**Written task**
Print all records exactly, leaving nothing out.

***** Given entries *****

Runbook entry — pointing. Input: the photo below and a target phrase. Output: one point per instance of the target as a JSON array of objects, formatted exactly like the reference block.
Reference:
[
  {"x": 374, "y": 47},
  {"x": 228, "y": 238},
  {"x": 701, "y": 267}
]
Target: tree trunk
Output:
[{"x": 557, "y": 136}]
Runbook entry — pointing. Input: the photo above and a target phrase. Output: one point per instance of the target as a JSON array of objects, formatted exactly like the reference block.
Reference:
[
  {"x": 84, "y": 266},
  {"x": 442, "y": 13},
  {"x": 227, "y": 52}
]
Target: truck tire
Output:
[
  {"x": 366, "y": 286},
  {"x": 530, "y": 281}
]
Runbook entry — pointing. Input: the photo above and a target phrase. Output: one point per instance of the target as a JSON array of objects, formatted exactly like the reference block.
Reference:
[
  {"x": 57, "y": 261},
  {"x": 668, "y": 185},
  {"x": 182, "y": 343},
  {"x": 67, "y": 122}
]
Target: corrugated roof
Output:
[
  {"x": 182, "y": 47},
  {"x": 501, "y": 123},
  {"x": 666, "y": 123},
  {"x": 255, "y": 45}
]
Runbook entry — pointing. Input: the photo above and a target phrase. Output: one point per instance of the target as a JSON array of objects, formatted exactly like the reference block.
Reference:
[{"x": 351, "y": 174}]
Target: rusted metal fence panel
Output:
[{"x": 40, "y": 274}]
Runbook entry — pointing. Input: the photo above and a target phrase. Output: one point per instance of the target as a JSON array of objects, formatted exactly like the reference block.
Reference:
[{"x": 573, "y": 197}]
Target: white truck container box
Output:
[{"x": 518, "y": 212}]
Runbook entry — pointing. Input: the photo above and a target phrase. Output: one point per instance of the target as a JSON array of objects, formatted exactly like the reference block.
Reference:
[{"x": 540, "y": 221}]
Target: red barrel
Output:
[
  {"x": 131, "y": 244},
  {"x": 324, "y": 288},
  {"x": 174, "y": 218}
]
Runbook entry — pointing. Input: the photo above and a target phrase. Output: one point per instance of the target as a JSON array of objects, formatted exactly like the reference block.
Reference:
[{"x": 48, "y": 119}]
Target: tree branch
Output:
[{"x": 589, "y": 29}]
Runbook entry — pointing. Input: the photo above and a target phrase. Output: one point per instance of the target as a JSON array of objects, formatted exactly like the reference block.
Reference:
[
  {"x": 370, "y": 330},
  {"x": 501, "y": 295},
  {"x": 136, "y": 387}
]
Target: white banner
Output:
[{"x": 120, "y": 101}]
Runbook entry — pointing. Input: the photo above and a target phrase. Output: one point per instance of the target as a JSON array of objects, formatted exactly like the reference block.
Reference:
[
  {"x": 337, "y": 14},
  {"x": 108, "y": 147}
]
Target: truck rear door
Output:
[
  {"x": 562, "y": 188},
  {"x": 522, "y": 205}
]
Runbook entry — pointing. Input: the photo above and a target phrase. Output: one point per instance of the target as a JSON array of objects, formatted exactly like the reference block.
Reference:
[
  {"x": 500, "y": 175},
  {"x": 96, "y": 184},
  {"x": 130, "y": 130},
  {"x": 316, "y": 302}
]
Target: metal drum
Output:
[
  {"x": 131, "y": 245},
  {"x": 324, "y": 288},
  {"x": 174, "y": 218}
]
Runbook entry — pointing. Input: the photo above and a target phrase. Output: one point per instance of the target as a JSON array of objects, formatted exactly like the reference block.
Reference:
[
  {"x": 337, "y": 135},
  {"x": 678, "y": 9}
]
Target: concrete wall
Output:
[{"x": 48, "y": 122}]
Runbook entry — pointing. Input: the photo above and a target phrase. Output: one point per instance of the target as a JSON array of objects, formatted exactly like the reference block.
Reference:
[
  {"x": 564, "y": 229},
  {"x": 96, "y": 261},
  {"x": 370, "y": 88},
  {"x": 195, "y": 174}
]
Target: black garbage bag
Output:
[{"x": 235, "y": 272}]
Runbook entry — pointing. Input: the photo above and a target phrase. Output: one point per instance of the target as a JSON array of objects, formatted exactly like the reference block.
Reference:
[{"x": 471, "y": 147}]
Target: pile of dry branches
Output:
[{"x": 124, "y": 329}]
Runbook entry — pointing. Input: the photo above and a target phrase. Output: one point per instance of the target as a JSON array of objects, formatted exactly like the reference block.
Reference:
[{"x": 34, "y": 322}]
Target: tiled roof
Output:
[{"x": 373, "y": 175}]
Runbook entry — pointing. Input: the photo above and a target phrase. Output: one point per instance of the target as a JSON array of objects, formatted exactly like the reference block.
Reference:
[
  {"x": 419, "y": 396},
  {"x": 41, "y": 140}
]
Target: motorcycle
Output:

*****

**Solution for this problem**
Runbook entry — pointing. Input: the photo below and a target phrase. Output: one point per instance of the target as a JSON array of objects, formatted exactly like the reference block.
Reference:
[
  {"x": 374, "y": 47},
  {"x": 228, "y": 238},
  {"x": 701, "y": 267}
]
Target: tree trunk
Output:
[{"x": 557, "y": 136}]
Runbook entry — pointing. Input: the photo above and a target phrase. Output: one point per instance of the target as a JSON array of objects, formatted exactly like the reference block.
Reference:
[
  {"x": 84, "y": 266},
  {"x": 442, "y": 13},
  {"x": 227, "y": 52}
]
Target: truck tire
Output:
[
  {"x": 366, "y": 286},
  {"x": 530, "y": 281}
]
Runbook entry — pointing. Input: the photo above and a target phrase. Output: one point per instance of the target as a JSON array of objects, formatted exactly like the reference block.
Reference:
[
  {"x": 57, "y": 261},
  {"x": 668, "y": 185},
  {"x": 182, "y": 343},
  {"x": 67, "y": 122}
]
Target: corrugated roof
Output:
[
  {"x": 182, "y": 47},
  {"x": 501, "y": 123},
  {"x": 666, "y": 123},
  {"x": 255, "y": 45}
]
Runbook entry — pointing. Input: the photo above and a target phrase. Output: one point per instance of the target as a JSON array of objects, formatted exactly like the reference block.
Reference:
[{"x": 351, "y": 174}]
Target: rusted metal fence panel
Output:
[{"x": 40, "y": 274}]
Runbook entry — pointing. Input: the photo above and a target phrase. Output: one point per instance of the target as a JSON array of objects, formatted exactly like the reference block.
Reference:
[{"x": 573, "y": 197}]
Target: white truck container box
Output:
[{"x": 518, "y": 212}]
Runbook entry — pointing. Input: the photo above and a target phrase. Output: one point per instance of the target as a JSON array of objects, formatted exactly like the reference block.
Reference:
[{"x": 540, "y": 221}]
Target: red barrel
Output:
[
  {"x": 131, "y": 244},
  {"x": 324, "y": 288},
  {"x": 174, "y": 218}
]
Runbook entry — pointing. Input: the photo above and a target phrase. Output: one point per instance of the target as a JSON array of objects, formatted exactly like the reference block.
Reference:
[{"x": 48, "y": 119}]
Target: tree branch
Output:
[{"x": 589, "y": 29}]
Runbook entry — pointing. Input: the photo above and a target phrase. Output: one point per instance of the target as a JSON array of objects, formatted exactly like the reference block.
Reference:
[
  {"x": 370, "y": 330},
  {"x": 501, "y": 295},
  {"x": 136, "y": 387}
]
Target: white banner
Output:
[{"x": 120, "y": 101}]
Runbook entry — pointing. Input: the photo above and a target phrase. Output: one point per instance of the target as a JSON array of objects, formatted exactly like the reference block.
Reference:
[
  {"x": 337, "y": 14},
  {"x": 108, "y": 147}
]
Target: truck rear door
Output:
[
  {"x": 562, "y": 188},
  {"x": 522, "y": 205}
]
Runbook entry — pointing. Input: the photo above and a target phrase. Output: one point per instance of the target as a JSON array of objects, formatted exactly like the reference block.
Reference:
[
  {"x": 500, "y": 175},
  {"x": 96, "y": 184},
  {"x": 130, "y": 130},
  {"x": 316, "y": 302}
]
Target: metal drum
Output:
[
  {"x": 131, "y": 245},
  {"x": 324, "y": 288},
  {"x": 174, "y": 218}
]
Runbook entry — pointing. Input: the photo above and a target phrase. Output: one point per instance of the target as a JSON array of objects, formatted exactly like the reference block.
Reference:
[
  {"x": 337, "y": 135},
  {"x": 678, "y": 9}
]
Target: concrete wall
Output:
[{"x": 48, "y": 122}]
Runbook entry — pointing. Input: the photo above and a target phrase. Output: one point per instance of the target as a JSON array of objects, formatted exactly like the reference block.
Reference:
[
  {"x": 564, "y": 229},
  {"x": 96, "y": 261},
  {"x": 370, "y": 88},
  {"x": 195, "y": 174}
]
Target: black garbage bag
Output:
[{"x": 235, "y": 272}]
Runbook entry — pointing. Input: the photo above and a target phrase. Output: one point per instance of the target as a JSON array of objects, formatted exactly like the reference block.
Reference:
[{"x": 471, "y": 147}]
Target: pile of dry branches
Output:
[{"x": 124, "y": 329}]
Runbook entry — pointing. Input: the photo above and a target phrase. Output: one point per instance of the target as a JSON array of objects, formatted exactly like the reference block.
Reference:
[{"x": 34, "y": 322}]
Target: tiled roof
Output:
[{"x": 373, "y": 175}]
Runbook entry — pointing. Input: the photo above and a target phrase. Output: one point per instance of the target as a JSON array of objects, formatted exactly like the reference block.
Reference:
[
  {"x": 419, "y": 396},
  {"x": 41, "y": 140}
]
Target: motorcycle
Output:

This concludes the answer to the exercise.